━━ Excerpt to read
Pathologic Simulated Curves
jrgant opened this issue · comments
Curve simulations in curvefit.R seem to be working, more or less. Still needs some refactoring for large number of repetitions.
However, some sampled parameter sets appear to produce pathologic (i.e., impossible) curves. Note two sorts of bad curves evident in the plots below:
- Massive spike in hospitalizations during week 1 (epiweek 40)
- Negative hospitalization values (impossible)
Two possibilities:
-
I've implemented something incorrectly in translating the Brooks et al. sampling algorithm/equation into the hospitalization context (as opposed to the wILI curves they modeled).
-
The curve equation needs to be altered in some way so as to constrain it to [0, Inf].
Current kludge-y fix is to calculate hospitalizations in week i as max[0, f(i)] to avoid negative predictions.
@kmcconeghy and I are going to modify f(i) so that predictions are naturally constrained to [0, Inf].
See updated analysis plan. I add a transformation of the simulated hospitalization count yhat(i) as follows: 0.5 * [|yhat(i)| + yhat(i)]
. Functionally, I'm pretty sure this is the same as doing max[0, yhat(i)]
.
━━━━
━━ Supplied information
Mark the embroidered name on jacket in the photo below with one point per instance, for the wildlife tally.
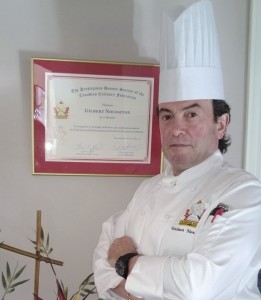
(193, 214)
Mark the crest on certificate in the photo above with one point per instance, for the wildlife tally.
(61, 111)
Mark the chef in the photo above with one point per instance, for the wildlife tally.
(191, 232)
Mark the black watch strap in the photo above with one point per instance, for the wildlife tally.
(122, 264)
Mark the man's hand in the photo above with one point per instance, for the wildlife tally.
(119, 247)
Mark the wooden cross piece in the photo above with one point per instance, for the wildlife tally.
(37, 256)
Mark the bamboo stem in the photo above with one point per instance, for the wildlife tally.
(38, 248)
(30, 254)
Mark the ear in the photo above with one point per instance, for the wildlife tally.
(222, 124)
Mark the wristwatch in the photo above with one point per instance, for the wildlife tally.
(122, 264)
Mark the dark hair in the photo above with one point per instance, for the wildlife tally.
(220, 107)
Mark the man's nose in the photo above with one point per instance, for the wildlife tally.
(177, 127)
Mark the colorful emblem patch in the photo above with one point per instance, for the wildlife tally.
(193, 214)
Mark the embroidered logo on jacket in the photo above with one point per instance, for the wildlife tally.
(193, 214)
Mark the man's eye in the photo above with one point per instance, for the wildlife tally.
(166, 117)
(192, 115)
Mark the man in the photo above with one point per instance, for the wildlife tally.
(191, 232)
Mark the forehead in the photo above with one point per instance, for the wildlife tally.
(205, 105)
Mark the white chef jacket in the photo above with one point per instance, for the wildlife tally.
(189, 254)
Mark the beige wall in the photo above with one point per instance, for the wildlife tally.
(73, 207)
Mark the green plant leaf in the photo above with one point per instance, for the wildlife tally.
(19, 283)
(19, 272)
(8, 272)
(47, 242)
(10, 291)
(42, 234)
(4, 281)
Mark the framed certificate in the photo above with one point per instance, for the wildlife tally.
(95, 118)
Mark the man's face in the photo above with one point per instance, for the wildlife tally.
(189, 133)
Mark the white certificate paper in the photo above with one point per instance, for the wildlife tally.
(95, 118)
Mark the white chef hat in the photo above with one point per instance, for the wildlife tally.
(190, 65)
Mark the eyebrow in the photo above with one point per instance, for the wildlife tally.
━━━━
Complete the following –
1. Set down, word for word, the passage of the issue on pathologic simulated curves that opens with the words "Pathologic Simulated Curves" and closes with "number of repetitions.".
2. Take the issue on pathologic simulated curves further, continuing on from its final sentence.

Task answers –
1.
Pathologic Simulated Curves
jrgant opened this issue · comments
Curve simulations in curvefit.R seem to be working, more or less. Still needs some refactoring for large number of repetitions.

2.
My instinct is that we should still figure out an appropriate transformation for the error distribution (currently Gaussian with mean 0). Otherwise, any negative hospitalization count produced by f(i) + ε, ε ~ N(μ, σ^2)
gets transformed to 0, and we lose the random error.
I suspect the goal should be this: 0.5 * [|f(i)| + f(i)] + ε, ε ~ dist(x)
.
Let me know if you have any ideas.
The problem with the curves has been fixed. I was erroneously labeling the range of integer weeks for each simulated curve as 1:31. However, due to the curve stretching parameter, predictions were made in total for integer weeks ranging from [-10, 40] across the 100 simulations I ran during the fix.